* _EXERCISE_:
Reproduce every one of the entries below word for word, leaving out the pictures.

* _RECORDS SHOWN_:

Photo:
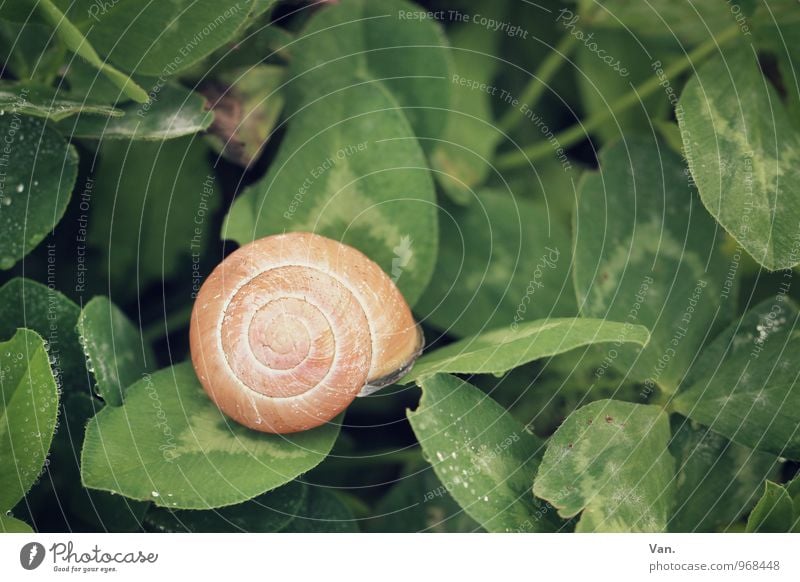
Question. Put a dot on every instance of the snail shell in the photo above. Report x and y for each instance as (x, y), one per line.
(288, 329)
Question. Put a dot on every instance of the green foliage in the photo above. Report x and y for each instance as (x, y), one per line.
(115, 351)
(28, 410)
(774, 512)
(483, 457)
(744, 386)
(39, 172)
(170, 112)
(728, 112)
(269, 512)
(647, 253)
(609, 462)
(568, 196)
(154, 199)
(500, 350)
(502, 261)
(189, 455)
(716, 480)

* _WORKED ANSWER_:
Photo:
Question. Put a dot on every instance of the snail shell in the photo above. Report x and y for each instance as (x, y), one per line.
(288, 329)
Question. Put a dot on every instance of the green foliage in the photo above. Report x and y for each instance as (x, y), one per line.
(115, 351)
(28, 410)
(774, 512)
(483, 457)
(744, 386)
(39, 172)
(170, 112)
(728, 112)
(269, 512)
(647, 253)
(609, 462)
(568, 196)
(154, 199)
(500, 350)
(502, 261)
(189, 455)
(716, 480)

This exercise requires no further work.